*Names have been changed to protect privacy.*

Ten years out of active addiction, I still get introduced as "a recovering addict" in certain rooms. I understand why. The word carries information. It explains context. But I've been watching what it costs — in job interviews, on housing applications, in first conversations with people I'd like to trust — and I think we need to talk about language.

I am a person in long-term recovery. I have been for a decade. In that time, I have maintained steady employment, completed a bachelor's degree at night, raised two children with my partner, and stayed involved in peer support work in my community. None of that changes when someone uses the word "addict" — the facts remain the same — but something shifts in how I'm seen.

I was passed over for a promotion I'd earned. The manager, who knew my history, said it wasn't performance-related. I believe him. I think he was trying to protect the department from "liability." The word had done its work before I'd had a chance to do mine.

Housing is harder. Landlords with broad background policies still find reasons. I've learned to answer certain questions carefully — not because I'm hiding anything, but because the word "addict," spoken or implied, has a closing effect on doors that should stay open.

Supplied information:
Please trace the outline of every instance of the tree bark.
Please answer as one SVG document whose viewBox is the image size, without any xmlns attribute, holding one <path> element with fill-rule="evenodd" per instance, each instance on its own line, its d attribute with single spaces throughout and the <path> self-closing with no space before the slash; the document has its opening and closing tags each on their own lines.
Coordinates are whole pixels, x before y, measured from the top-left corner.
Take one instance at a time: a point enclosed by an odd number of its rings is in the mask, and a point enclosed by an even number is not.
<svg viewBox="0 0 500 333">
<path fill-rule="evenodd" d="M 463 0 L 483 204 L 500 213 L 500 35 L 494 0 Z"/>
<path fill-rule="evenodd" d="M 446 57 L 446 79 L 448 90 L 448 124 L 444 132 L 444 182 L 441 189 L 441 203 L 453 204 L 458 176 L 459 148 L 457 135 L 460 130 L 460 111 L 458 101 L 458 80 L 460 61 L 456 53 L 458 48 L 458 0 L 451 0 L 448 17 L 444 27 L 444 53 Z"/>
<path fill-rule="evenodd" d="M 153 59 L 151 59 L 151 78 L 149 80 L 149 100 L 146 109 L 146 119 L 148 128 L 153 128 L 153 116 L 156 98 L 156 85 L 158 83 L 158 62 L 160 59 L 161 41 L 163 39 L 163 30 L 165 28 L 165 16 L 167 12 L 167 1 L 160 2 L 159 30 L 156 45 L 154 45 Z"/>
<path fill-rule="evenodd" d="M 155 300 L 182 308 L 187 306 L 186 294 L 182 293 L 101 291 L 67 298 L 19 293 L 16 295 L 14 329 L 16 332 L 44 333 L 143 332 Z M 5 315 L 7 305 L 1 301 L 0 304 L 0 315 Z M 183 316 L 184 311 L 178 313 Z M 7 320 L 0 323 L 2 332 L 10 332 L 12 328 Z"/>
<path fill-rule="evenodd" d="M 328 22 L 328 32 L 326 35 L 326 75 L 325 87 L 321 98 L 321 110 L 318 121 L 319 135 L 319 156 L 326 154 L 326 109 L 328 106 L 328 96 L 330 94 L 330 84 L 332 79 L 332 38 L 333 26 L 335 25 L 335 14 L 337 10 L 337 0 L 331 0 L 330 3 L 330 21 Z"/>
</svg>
...
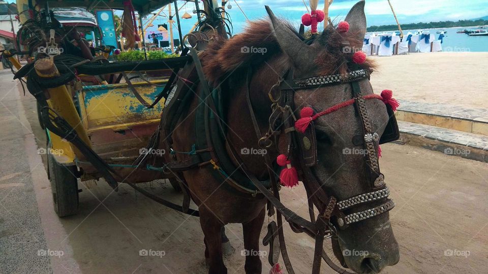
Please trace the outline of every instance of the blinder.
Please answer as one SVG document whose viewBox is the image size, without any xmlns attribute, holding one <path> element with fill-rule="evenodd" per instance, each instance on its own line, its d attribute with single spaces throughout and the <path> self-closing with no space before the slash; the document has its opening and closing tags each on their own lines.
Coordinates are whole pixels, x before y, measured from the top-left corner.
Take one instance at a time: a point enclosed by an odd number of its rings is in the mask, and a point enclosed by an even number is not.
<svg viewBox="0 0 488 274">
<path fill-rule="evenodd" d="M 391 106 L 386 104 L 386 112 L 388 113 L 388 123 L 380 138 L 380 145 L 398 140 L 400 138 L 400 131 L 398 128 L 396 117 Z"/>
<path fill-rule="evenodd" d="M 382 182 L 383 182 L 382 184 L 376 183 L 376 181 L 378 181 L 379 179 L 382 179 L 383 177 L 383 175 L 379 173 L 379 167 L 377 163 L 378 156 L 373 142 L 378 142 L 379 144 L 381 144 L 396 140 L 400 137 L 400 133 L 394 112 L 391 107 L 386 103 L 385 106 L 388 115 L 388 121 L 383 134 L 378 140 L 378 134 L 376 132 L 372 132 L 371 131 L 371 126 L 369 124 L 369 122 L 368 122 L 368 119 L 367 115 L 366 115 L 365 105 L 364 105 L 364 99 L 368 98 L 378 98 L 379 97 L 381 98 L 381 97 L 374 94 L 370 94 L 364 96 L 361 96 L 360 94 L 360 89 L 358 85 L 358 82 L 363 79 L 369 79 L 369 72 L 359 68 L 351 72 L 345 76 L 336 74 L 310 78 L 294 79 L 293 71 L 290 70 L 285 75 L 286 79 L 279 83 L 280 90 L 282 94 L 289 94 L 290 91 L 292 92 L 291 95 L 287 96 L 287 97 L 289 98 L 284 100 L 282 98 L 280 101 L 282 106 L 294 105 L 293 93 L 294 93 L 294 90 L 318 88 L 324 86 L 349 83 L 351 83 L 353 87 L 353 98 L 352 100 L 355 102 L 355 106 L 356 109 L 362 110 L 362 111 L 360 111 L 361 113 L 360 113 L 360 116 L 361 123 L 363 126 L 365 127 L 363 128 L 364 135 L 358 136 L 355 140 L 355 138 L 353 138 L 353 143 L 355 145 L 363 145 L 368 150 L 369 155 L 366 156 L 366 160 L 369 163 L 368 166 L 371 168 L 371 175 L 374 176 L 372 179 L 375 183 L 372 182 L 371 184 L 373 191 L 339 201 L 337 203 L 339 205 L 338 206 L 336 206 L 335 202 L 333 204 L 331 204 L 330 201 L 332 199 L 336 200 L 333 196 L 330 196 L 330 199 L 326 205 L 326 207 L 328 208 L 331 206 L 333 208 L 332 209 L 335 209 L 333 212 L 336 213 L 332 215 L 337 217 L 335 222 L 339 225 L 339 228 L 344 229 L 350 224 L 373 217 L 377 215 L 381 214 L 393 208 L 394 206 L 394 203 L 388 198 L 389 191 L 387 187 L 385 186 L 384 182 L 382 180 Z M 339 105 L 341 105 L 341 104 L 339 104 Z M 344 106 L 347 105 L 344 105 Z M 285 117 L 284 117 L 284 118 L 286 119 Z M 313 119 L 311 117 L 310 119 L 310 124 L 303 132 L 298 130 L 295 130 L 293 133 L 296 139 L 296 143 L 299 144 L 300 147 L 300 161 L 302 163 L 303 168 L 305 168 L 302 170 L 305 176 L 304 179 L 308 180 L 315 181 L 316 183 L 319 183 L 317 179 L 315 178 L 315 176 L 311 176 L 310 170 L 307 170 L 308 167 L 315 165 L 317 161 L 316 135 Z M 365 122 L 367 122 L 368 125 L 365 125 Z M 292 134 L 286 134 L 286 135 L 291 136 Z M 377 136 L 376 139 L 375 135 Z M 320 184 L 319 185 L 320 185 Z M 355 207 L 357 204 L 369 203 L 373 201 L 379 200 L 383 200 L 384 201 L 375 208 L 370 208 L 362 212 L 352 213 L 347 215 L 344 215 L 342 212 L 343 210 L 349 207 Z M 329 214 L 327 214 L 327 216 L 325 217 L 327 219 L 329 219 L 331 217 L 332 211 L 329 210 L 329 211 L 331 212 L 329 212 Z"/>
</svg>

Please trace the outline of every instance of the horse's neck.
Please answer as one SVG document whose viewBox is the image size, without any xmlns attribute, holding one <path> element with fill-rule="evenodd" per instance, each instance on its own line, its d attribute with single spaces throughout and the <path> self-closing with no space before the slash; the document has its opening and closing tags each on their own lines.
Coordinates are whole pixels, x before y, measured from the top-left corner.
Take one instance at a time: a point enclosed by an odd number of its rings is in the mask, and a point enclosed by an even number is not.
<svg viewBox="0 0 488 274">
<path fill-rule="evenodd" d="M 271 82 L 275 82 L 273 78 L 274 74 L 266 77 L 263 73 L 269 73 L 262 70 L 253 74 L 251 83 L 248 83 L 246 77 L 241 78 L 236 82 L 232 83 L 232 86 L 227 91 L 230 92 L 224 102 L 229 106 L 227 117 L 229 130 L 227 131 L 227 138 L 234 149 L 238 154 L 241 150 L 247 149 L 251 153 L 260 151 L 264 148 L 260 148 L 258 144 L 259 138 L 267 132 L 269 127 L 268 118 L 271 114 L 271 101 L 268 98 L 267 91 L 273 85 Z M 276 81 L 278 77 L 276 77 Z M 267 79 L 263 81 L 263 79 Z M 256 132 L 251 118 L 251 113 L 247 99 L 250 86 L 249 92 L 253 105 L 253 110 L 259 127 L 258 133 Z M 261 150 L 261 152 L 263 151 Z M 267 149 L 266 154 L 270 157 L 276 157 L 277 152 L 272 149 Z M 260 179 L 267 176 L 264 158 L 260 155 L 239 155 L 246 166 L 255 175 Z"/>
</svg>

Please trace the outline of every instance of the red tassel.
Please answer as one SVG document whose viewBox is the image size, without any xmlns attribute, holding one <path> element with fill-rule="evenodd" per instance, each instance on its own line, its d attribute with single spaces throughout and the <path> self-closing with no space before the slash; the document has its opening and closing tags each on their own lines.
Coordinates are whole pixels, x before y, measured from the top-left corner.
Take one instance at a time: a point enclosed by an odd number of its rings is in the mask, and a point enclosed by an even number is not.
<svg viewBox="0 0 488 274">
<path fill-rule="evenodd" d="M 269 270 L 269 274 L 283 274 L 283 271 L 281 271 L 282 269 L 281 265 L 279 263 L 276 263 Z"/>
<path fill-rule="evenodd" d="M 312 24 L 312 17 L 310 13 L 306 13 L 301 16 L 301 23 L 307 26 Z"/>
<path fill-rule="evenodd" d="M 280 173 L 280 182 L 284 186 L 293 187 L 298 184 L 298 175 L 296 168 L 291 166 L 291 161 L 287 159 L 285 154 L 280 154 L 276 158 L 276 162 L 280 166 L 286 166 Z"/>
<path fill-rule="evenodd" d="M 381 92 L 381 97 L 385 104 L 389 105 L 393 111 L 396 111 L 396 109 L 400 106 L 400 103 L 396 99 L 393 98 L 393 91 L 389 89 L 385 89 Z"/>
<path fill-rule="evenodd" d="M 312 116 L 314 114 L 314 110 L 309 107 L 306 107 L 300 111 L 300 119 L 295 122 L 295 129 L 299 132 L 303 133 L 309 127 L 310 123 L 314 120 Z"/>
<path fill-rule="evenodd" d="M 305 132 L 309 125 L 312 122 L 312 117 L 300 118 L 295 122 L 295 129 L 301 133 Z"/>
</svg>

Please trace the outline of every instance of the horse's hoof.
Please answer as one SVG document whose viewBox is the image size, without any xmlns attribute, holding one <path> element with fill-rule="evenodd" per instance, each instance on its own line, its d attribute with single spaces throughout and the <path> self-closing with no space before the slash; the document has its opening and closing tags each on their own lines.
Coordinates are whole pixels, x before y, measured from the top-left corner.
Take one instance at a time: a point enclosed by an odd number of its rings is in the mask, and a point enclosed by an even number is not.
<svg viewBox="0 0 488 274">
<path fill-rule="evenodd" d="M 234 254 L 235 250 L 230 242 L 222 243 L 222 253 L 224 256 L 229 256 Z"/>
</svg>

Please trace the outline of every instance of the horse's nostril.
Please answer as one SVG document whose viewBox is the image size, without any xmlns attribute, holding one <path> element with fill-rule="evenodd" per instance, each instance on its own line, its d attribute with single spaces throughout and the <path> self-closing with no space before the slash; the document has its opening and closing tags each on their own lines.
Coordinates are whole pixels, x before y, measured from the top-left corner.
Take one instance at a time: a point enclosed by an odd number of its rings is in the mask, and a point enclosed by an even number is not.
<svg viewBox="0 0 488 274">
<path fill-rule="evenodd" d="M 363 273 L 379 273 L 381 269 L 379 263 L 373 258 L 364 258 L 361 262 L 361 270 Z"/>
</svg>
...
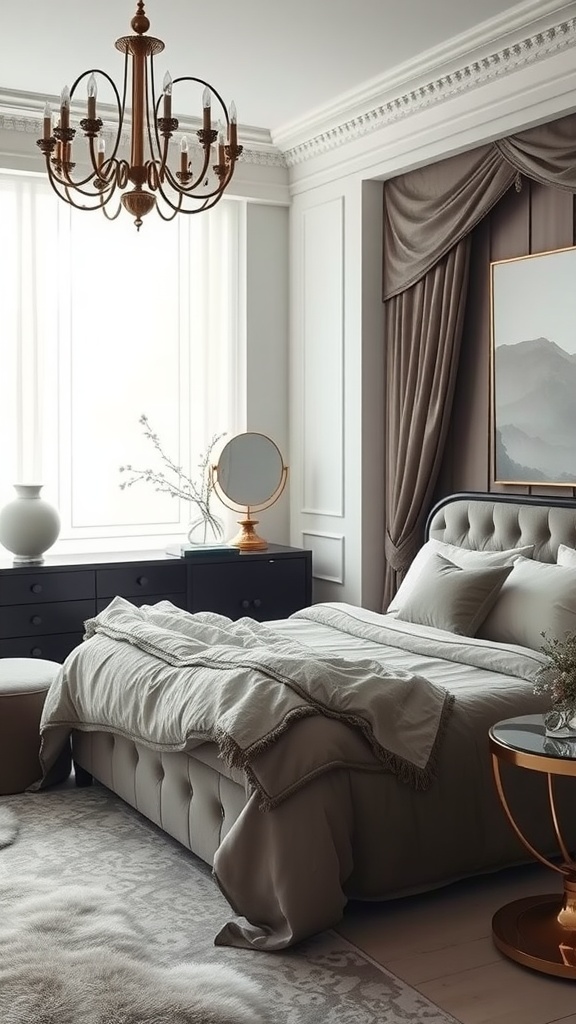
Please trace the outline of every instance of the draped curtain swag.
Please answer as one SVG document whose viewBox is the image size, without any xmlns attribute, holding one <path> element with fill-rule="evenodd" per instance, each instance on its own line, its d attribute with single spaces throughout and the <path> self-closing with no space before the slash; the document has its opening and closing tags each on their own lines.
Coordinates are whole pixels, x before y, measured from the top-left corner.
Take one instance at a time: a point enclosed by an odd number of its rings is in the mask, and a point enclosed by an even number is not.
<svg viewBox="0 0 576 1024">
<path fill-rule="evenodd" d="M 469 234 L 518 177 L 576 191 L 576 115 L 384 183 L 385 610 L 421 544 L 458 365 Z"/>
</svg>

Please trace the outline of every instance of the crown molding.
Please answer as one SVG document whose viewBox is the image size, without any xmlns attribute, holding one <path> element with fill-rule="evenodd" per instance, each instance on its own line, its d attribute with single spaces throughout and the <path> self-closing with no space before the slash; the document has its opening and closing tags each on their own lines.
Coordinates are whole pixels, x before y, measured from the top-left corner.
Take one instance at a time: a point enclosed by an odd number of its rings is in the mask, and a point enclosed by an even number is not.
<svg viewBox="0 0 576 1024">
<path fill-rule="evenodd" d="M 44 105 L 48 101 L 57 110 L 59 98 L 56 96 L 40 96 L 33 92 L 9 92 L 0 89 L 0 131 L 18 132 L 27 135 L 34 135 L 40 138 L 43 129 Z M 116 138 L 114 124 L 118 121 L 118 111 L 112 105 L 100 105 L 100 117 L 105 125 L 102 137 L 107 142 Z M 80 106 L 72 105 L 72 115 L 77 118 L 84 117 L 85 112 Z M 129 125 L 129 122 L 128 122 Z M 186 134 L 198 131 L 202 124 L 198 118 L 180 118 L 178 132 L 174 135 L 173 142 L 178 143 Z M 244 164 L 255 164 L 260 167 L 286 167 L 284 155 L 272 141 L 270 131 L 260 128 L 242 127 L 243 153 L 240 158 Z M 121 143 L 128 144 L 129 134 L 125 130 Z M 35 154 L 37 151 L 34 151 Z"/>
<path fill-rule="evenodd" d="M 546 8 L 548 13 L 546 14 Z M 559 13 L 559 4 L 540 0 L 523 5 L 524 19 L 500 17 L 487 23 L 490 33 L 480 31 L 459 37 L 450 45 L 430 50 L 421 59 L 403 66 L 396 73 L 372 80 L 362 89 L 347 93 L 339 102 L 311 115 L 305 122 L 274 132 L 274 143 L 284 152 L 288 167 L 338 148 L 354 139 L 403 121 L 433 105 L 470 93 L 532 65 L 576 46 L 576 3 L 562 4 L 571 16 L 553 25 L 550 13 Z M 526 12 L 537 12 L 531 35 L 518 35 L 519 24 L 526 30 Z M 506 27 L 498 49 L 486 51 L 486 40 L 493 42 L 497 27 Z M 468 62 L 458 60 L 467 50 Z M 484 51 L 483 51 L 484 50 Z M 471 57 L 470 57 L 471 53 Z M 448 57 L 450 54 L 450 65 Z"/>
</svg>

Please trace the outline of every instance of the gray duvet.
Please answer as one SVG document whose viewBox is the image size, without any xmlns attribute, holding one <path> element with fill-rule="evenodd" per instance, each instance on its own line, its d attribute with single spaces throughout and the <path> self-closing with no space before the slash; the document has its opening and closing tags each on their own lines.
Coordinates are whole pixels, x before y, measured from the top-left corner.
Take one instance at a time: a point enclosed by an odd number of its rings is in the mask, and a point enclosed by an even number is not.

Brief: Continue the essay about long-term recovery and the word "addict" from its last paragraph. The records have no connection to the text.

Answer to the exercise:
This isn't a complaint. I'm writing this because I want people earlier in recovery to know what they may encounter, and I want people who haven't lived this to understand that language isn't just about feelings. It's infrastructure. The way we talk about people who have lived with addiction determines what access they're allowed, what second chances are available, what futures are possible.

Person-first language — "person with a substance use disorder," "person in recovery" — isn't political correctness. It's accuracy. I existed before my addiction. I exist after it. I am not my history any more than someone with a chronic illness is their diagnosis.

Ten years out, I'm still reframing. Still having to explain, still having to hold the door open a little longer to make sure it doesn't close on me.

I'm writing this so that maybe, someday, the door opens a little easier for someone else.